------ Excerpt to read ------

Forty-five university students recently got an exciting opportunity to visit MAX IV and PETRA III, attend lectures, and explore beamline technologies hands-on through the MATRAC I School. The educational programme, held in March this year, provides knowledge on the application of neutron and X-ray radiation in engineering materials science.
The school’s name, MATRAC, is an acronym for ‘materials’ and Röntgen-Ångström Cluster (RÅC), a German-Swedish collaboration designed to strengthen materials science and structural biology research through use of neutron and synchrotron sources. The school is open to master’s and PhD students in Europe. Funding is primarily by the German and Swedish governments.
“The lectures are given by international experts, about half of the lecturers are instrument scientists, giving the theoretical basis for the practical experiments at their instruments,” said Martin Müller, materials physicist and Head of the MATRAC School. “For the MATRAC I programme, students visit PETRA III in Hamburg and MAX IV in Lund. In autumn 2024, we will have MATRAC II at Research Neutron Source Heinz Maier-Leibnitz, FRM II, in Garching, Munich.”
In spring 2023, practical study at MAX IV included experiments at Balder beamline for X-ray Absorption Spectroscopy (XAS) and X-ray Emissions Spectroscopy (XES), CoSAXS beamline for Small-Angle X-ray Scattering (SAXS), DanMAX beamline for Powder X-ray Diffraction, and ForMAX beamline for imaging, and Small and Wide Angle X-ray Scattering (SWAXS).

------

» Problems to work on:
[1] For each statement, answer yes or no according to the MATRAC school text, and quote the words from it that settle the answer: (a) Forty-five university students took part in the MATRAC I School. (b) Funding comes mainly from the Swedish and Norwegian governments. (c) MATRAC II is planned to take place at PETRA III in Hamburg.
[2] Copy word for word the part of the MATRAC school text starting with "Forty-five university students" and going on through "and Swedish governments.".
The MATRAC school text does not depend on the records that come after it.

------ Source data ------

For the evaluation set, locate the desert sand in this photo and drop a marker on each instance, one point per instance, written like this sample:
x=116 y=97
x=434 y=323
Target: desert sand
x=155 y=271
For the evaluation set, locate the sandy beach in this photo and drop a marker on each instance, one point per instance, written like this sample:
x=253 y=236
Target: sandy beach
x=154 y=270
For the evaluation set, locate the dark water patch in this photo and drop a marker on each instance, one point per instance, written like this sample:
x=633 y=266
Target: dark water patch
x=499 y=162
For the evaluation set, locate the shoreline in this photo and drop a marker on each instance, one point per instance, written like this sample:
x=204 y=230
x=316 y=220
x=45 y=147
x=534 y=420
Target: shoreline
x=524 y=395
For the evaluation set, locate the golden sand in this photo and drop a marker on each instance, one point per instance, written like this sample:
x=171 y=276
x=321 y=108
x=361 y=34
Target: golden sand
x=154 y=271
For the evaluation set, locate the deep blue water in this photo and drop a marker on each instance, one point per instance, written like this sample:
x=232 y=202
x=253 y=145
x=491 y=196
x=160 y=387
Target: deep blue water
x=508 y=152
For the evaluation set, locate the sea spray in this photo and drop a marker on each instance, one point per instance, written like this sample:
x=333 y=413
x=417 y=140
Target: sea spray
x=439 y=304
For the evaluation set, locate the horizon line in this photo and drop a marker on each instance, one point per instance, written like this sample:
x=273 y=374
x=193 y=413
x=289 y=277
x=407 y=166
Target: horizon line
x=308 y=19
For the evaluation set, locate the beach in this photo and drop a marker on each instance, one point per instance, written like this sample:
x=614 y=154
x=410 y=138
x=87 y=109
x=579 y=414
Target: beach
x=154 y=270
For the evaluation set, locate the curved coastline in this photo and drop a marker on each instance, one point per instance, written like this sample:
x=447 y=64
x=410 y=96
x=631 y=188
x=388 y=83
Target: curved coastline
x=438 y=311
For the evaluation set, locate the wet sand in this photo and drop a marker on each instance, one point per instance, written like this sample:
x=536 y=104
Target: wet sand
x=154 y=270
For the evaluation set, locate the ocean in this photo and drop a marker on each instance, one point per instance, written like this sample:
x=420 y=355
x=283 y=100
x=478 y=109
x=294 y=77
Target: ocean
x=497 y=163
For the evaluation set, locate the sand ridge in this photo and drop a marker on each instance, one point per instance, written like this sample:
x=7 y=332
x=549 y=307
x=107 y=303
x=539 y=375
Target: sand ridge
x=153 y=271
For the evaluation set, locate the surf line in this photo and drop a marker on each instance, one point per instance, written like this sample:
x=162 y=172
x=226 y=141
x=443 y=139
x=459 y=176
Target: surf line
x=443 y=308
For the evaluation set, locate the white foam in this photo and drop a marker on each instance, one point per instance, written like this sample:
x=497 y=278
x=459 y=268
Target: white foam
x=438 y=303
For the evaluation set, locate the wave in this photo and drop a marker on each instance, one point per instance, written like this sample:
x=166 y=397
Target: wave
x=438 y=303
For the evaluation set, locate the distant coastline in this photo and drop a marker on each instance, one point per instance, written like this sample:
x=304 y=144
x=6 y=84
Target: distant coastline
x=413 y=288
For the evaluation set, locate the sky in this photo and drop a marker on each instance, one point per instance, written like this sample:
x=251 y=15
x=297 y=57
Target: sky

------

» Answers to each task:
[1]
(a) Yes: "Forty-five university students recently got an exciting opportunity to visit MAX IV and PETRA III"
(b) No: "Funding is primarily by the German and Swedish governments."
(c) No: "In autumn 2024, we will have MATRAC II at Research Neutron Source Heinz Maier-Leibnitz, FRM II, in Garching, Munich."

[2]
Forty-five university students recently got an exciting opportunity to visit MAX IV and PETRA III, attend lectures, and explore beamline technologies hands-on through the MATRAC I School. The educational programme, held in March this year, provides knowledge on the application of neutron and X-ray radiation in engineering materials science.
The school’s name, MATRAC, is an acronym for ‘materials’ and Röntgen-Ångström Cluster (RÅC), a German-Swedish collaboration designed to strengthen materials science and structural biology research through use of neutron and synchrotron sources. The school is open to master’s and PhD students in Europe. Funding is primarily by the German and Swedish governments.